_PROBLEM STATEMENT_
Reproduce the records below word for word, from the line containing "Trivia challenge!" through the line containing "[0,176,1568,302]". Leave out the pictures.

_EXTRACTED INFORMATION_
<<<<

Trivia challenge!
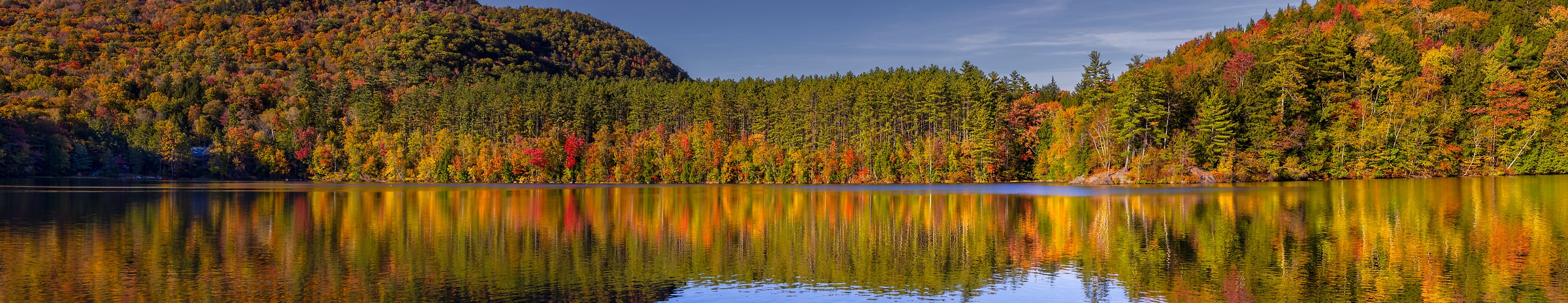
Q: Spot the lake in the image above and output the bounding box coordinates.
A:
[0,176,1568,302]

>>>>
<<<<

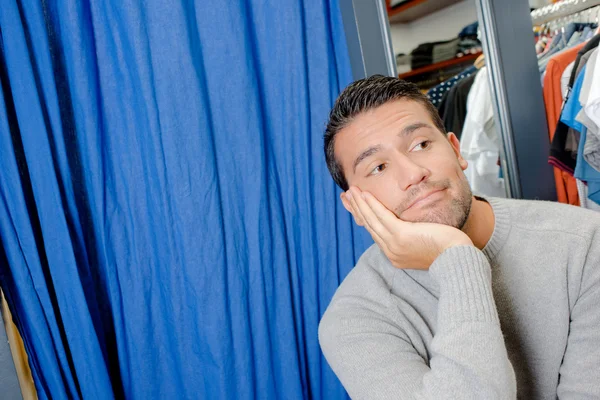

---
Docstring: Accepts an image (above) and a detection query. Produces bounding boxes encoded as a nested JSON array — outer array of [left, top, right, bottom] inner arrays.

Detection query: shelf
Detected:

>>>>

_TASK OUTPUT_
Trivia challenge!
Q: Spot the lake in the image above and output the bounding box coordinates.
A:
[0,176,1568,302]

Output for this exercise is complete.